= EXERCISE =
Say how many lines in the data hold "Target". Nothing else belongs in the answer.

(Beginning of SOURCE DATA)

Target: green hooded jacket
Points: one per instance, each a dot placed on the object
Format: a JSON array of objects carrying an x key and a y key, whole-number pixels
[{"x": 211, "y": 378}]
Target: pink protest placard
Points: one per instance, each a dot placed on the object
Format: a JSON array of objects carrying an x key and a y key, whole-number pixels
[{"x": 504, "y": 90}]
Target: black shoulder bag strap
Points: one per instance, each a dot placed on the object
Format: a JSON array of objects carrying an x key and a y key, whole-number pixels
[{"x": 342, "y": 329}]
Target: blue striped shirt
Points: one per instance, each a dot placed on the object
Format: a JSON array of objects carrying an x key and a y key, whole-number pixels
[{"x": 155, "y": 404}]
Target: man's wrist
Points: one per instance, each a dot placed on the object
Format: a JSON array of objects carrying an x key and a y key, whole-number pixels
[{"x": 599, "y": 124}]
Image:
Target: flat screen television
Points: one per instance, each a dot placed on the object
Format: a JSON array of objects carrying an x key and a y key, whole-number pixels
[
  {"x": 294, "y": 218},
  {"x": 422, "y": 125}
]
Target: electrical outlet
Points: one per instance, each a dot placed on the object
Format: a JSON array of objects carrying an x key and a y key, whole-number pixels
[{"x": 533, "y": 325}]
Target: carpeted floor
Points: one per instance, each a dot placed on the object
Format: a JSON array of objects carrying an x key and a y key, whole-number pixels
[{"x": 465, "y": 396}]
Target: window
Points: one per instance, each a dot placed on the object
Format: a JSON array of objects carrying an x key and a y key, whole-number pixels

(End of SOURCE DATA)

= ANSWER TO THE EXERCISE =
9